» Описание задания: Отредактируйте отрывок о балете: перепишите его часть между словами «Мариус Петипа. В» и «перерос в четырехактный.» включительно, заменив «Цезарь Пуни» на «Адольф Адан».

» Фрагмент текста:
+++++
Книги

Мариус Петипа. В плену у Терпсихоры

22
18
20
22
24
26
28
30

И вот, после успешных постановок балета на сценах Лондона, Москвы и Нью-Йорка — успех в Большом Каменном театре Санкт-Петербурга. Премьера состоялась 14 ноября 1851 года, постановщиком стал Ж.-Ж. Перро. Используя первоначальную хореографию, он добавил собственные сцены, музыку к которым сочинил композитор Цезарь Пуни. В итоге балет из трехактного перерос в четырехактный.

Корзинщицей вновь была Карлотта Гризи — первая исполнительница этой партии. А в роли графа Полинского поистине блистал М. Петипа. В первом акте он был мягок со своей взбалмошной супругой, но тверд в принятии решений. Скандал по поводу намеченной охоты на графа не подействовал — он был мил и приветлив с гостями, стараясь сгладить неловкое впечатление от семейной ссоры. Благородство героя отражали походка артиста, его мимика, жесты, особенно в дивертисментном pas de deux polka.

Третий по счету спектакль — «Своенравная жена», — прошедший 19 ноября, был дан «в пользу танцовщика Петипа». И сам Мариус, и балет в целом имели успех, поэтому в конце года его показали еще несколько раз. Состоялись представления и в январе 1852 года, когда в театре заканчивалась подготовка нового для столицы балета «Наяда и рыбак».

Созданный в Лондоне Ж.-Ж. Перро на музыку Ц. Пуни балет про Ундину, полюбившую рыбака, авторы посвятили принцессе Луизе Гессен-Кассельской[226], покровительнице искусств в столице Британии. Премьера под названием «Ундина, или Наяда» прошла 22 июня 1843 года в Королевском театре (Her Majesty’s). Сюжет был не нов: духи водной стихии уже давно занимали воображение хореографов, творивших в эпоху романтизма. Литературным источником либретто стала повесть «Ундина» (1811) Фридриха де ла Мотт Фуке[227]. Основной темой — соперничество волшебной и земной героинь.

В лондонской постановке невесту Ундину, лишенную привычной для нее водной стихии, оставляли силы, и наяды, спасая ее, подменяли подругу во время свадебного шествия «земной» Джаниной. Петербургская редакция балета была пересмотрена Перро. Новое название — «Наяда и рыбак». Теперь кокетливая героиня (Карлотта Гризи), желая подчинить себе судьбу, плела интригу, стремясь увлечь рыбака Маттео (Ж.-Ж. Перро) в воду, соблазняя его танцами. Выигрышным эпизодом с танцовщицей-травести хореограф угодил вкусам столичных балетоманов. Кроме того, в финале он обозначил конфликт: спор с судьбой, выбор участи.
+++++
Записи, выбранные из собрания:
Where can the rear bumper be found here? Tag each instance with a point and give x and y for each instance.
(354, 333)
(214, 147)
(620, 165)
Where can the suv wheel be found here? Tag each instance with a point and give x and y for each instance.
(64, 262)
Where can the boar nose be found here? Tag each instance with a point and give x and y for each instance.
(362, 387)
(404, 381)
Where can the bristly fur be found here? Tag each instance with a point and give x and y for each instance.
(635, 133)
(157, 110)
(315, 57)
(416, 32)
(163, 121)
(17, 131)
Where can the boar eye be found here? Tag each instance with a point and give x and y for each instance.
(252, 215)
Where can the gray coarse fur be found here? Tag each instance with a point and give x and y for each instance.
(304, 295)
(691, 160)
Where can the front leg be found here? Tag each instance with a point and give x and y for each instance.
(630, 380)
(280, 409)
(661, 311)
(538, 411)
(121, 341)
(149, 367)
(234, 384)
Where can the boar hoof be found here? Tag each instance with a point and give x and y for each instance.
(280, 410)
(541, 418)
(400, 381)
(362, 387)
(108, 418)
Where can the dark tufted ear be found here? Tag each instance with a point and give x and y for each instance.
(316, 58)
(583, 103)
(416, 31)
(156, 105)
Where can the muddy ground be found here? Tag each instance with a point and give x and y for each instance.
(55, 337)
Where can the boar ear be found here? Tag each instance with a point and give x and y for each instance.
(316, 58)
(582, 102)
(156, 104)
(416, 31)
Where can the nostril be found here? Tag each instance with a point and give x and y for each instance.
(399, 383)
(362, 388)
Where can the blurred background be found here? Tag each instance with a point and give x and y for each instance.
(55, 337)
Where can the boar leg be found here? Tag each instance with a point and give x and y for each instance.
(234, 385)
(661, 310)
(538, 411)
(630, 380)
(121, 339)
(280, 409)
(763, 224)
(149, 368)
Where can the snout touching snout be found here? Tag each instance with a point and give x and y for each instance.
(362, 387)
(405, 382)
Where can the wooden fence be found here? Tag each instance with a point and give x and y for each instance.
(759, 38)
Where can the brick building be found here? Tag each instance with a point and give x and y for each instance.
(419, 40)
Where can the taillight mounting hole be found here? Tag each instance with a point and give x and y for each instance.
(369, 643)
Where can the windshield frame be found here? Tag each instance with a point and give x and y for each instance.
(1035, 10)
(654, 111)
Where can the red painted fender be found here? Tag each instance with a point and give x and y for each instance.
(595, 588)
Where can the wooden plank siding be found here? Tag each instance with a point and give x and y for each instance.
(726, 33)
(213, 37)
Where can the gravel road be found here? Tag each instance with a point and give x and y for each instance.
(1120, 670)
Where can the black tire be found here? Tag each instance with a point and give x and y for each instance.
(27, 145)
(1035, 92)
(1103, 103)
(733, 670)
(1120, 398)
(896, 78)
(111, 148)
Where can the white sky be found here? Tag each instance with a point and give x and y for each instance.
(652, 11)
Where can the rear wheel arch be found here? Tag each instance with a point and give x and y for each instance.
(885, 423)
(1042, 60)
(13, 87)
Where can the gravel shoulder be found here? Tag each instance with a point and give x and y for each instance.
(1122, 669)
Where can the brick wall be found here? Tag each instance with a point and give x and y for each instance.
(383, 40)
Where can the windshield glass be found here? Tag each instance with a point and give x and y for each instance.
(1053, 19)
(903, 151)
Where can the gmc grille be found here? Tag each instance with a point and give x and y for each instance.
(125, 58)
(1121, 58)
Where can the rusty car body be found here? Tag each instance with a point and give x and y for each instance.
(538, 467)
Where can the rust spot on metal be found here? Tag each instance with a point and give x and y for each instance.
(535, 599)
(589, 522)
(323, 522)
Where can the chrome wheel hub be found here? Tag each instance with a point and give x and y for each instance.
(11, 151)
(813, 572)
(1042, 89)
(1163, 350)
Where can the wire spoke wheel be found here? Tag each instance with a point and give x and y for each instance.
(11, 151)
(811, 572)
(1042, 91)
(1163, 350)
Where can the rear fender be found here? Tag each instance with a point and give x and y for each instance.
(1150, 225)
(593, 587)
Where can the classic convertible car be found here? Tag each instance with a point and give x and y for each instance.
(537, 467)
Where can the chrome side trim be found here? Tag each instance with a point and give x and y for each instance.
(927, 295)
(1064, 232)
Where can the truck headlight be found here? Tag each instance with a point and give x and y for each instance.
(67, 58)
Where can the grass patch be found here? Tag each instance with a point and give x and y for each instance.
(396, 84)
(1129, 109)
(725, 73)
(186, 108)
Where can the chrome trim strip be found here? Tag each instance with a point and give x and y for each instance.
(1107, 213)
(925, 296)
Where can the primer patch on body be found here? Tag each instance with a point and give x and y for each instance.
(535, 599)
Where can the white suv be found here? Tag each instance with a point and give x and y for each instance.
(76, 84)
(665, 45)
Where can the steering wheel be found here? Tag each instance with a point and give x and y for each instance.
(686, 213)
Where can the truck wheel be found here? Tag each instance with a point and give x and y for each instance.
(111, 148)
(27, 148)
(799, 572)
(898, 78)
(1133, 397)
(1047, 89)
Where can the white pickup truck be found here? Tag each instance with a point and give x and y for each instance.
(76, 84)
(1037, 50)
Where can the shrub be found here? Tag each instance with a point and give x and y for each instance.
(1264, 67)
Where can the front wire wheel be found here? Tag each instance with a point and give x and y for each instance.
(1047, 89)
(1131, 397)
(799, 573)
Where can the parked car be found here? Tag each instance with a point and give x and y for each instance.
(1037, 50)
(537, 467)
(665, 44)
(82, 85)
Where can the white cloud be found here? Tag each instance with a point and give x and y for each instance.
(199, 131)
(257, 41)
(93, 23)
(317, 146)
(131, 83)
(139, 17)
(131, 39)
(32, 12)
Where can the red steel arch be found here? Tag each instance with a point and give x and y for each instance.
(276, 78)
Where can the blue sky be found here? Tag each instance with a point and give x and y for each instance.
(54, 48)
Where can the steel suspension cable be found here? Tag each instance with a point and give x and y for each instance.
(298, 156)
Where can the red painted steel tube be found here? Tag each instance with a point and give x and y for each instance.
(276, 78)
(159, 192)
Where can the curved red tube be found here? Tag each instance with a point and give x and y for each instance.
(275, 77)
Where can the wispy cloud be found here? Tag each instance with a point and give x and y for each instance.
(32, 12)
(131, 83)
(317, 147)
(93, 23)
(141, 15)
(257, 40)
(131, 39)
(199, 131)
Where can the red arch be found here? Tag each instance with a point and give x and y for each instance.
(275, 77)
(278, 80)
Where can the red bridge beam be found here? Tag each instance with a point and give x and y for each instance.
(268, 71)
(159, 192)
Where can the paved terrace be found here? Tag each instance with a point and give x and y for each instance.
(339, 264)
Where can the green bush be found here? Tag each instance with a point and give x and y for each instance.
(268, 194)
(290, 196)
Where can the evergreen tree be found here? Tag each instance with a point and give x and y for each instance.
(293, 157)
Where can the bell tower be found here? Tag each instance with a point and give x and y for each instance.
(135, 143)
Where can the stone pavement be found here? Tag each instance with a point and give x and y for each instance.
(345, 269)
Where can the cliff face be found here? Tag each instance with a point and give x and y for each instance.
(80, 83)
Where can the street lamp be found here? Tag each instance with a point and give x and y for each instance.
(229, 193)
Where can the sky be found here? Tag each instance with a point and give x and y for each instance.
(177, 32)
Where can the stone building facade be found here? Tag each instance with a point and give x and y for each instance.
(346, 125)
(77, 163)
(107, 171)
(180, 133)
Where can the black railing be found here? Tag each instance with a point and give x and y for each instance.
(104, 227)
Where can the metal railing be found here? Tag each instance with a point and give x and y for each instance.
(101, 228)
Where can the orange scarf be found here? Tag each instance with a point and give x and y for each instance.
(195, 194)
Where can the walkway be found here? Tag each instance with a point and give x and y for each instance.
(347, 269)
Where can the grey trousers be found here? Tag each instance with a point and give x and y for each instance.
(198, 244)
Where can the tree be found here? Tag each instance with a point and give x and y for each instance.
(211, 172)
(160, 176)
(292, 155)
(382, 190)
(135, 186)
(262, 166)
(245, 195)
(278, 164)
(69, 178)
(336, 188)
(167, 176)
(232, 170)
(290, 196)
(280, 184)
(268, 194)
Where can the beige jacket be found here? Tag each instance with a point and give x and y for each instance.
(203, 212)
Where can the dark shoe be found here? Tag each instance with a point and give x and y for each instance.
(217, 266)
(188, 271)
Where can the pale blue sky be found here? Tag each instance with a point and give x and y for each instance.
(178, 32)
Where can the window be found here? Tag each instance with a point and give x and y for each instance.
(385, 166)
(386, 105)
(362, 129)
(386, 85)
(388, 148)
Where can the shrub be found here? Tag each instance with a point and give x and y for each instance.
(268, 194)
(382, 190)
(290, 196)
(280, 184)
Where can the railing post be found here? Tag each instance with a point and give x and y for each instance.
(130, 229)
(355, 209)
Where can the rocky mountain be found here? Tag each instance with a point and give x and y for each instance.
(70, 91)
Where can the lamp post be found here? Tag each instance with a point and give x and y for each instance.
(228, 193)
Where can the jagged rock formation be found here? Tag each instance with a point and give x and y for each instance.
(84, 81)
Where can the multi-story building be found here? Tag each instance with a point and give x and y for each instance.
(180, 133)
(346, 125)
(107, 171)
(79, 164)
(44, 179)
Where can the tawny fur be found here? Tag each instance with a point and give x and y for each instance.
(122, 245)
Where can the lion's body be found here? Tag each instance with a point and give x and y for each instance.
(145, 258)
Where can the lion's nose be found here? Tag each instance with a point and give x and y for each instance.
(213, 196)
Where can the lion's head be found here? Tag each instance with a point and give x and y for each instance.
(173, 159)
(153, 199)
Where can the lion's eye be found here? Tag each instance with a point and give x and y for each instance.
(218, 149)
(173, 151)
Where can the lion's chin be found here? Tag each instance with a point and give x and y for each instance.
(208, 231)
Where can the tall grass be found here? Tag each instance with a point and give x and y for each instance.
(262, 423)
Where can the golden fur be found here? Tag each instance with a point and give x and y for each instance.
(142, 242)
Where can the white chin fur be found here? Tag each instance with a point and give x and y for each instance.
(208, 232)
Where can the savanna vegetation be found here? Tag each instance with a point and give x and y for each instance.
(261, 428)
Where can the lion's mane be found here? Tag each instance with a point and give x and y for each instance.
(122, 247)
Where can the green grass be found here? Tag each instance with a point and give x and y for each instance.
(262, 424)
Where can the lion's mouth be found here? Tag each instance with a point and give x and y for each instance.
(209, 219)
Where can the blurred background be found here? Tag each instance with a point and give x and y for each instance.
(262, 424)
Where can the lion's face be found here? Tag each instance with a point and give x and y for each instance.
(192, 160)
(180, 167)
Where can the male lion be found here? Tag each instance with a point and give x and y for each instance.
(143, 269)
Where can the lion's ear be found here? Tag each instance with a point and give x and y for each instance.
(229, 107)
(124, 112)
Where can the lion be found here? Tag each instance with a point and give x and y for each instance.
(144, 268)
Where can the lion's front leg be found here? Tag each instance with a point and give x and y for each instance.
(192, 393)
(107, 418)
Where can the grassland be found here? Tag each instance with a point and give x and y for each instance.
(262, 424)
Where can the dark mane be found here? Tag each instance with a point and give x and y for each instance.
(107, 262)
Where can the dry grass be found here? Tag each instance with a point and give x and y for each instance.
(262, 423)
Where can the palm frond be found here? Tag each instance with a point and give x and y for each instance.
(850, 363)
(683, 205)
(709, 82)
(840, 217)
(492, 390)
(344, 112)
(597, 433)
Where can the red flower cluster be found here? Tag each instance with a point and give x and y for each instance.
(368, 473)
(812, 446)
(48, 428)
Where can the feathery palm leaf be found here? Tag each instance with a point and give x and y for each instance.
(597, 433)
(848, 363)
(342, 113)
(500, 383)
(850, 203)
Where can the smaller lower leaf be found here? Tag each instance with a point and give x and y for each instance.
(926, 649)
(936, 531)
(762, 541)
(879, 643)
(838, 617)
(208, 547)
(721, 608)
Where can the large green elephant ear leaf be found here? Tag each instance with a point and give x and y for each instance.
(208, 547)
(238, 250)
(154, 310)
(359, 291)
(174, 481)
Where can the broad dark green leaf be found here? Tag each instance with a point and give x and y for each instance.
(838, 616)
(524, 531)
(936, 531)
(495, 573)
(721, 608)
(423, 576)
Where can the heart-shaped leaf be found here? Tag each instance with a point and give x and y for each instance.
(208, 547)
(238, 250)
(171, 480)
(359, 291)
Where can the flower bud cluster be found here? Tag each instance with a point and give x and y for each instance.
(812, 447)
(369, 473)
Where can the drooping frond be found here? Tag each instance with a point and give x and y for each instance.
+++++
» Результат:
Мариус Петипа. В плену у Терпсихоры

22
18
20
22
24
26
28
30

И вот, после успешных постановок балета на сценах Лондона, Москвы и Нью-Йорка — успех в Большом Каменном театре Санкт-Петербурга. Премьера состоялась 14 ноября 1851 года, постановщиком стал Ж.-Ж. Перро. Используя первоначальную хореографию, он добавил собственные сцены, музыку к которым сочинил композитор Адольф Адан. В итоге балет из трехактного перерос в четырехактный.